### [DIRECTIVE]
Copy the data starting at the line that contains "the passenger window" and ending at the line that contains "0;214;640;360", keeping the requests. In the answers, shift every bounding-box coordinate up by 68.

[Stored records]
• • • •

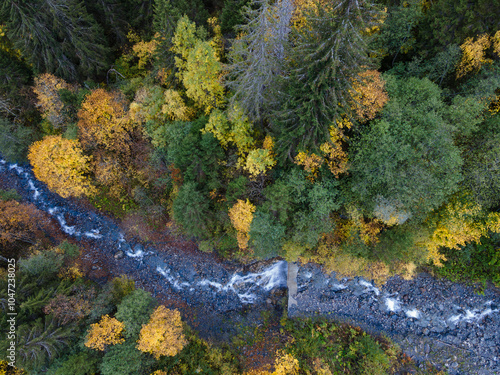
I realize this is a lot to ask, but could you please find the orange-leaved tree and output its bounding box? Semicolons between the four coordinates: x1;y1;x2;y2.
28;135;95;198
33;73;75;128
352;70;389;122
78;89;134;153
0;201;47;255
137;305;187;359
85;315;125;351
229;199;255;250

• • • •

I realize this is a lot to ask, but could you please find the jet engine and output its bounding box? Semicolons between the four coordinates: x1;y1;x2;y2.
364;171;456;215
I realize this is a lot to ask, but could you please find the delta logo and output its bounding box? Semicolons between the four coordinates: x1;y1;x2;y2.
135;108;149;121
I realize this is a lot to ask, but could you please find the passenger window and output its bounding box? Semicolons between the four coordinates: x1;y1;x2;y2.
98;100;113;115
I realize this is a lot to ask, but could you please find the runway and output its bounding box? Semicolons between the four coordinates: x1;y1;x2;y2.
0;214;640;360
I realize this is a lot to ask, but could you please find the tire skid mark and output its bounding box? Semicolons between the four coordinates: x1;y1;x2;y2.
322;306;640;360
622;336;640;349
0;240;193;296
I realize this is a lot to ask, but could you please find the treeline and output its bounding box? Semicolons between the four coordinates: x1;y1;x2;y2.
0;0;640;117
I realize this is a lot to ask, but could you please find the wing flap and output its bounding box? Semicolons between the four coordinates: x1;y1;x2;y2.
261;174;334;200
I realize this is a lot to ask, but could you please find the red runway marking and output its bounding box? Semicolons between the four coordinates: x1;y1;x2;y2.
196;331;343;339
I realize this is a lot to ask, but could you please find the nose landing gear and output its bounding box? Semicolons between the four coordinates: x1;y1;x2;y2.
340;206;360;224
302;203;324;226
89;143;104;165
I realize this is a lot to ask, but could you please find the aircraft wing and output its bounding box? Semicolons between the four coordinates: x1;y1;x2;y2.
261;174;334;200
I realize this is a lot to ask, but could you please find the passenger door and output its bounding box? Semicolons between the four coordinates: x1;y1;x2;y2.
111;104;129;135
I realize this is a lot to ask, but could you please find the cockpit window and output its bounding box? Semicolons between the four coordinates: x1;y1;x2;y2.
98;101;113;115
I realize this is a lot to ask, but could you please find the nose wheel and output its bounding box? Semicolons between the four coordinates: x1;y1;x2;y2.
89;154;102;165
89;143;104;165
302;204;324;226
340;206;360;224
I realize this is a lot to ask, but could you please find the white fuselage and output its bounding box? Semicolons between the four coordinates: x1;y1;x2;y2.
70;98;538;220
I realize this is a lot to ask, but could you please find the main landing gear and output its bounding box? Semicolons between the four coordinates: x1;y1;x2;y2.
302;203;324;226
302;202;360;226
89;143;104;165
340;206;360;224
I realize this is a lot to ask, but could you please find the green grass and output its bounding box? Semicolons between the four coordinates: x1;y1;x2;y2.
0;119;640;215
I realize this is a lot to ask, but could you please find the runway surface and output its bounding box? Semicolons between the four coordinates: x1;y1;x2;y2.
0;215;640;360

• • • •

### [IN RESPONSE]
I realize this is a lot to ask, but could you please find the passenger window and output its bounding box? Semicolons between the four coordinates: x1;y1;x2;y2.
166;168;181;183
I realize this is a lot to ask, but could you please find the runway and output its bounding box? Semicolons between the four coordinates: x1;y1;x2;y2.
68;282;708;428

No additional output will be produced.